Exercise aim: Pull out every row below that contains the string "Answer", and copy each one unchanged.

Exercise materials:
□ □ □ □ □

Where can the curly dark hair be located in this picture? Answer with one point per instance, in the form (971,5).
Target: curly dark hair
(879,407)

□ □ □ □ □

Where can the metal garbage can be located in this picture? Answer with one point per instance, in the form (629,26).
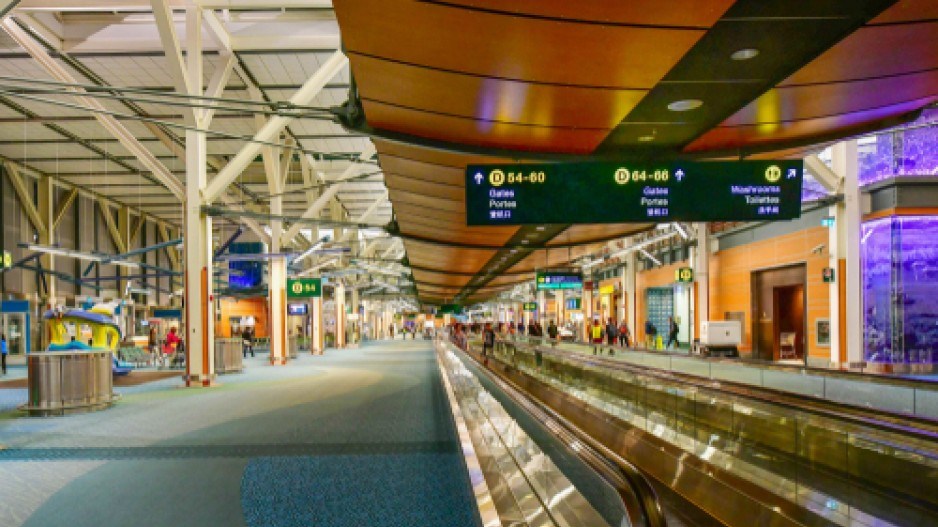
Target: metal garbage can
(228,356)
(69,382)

□ □ □ □ □

Solution below:
Where can the curly dark hair be located in this picture? Answer with one point per instance, in the form (971,5).
Where can the metal garbage can be located in this picture? Answer with one point per instance, in the form (629,26).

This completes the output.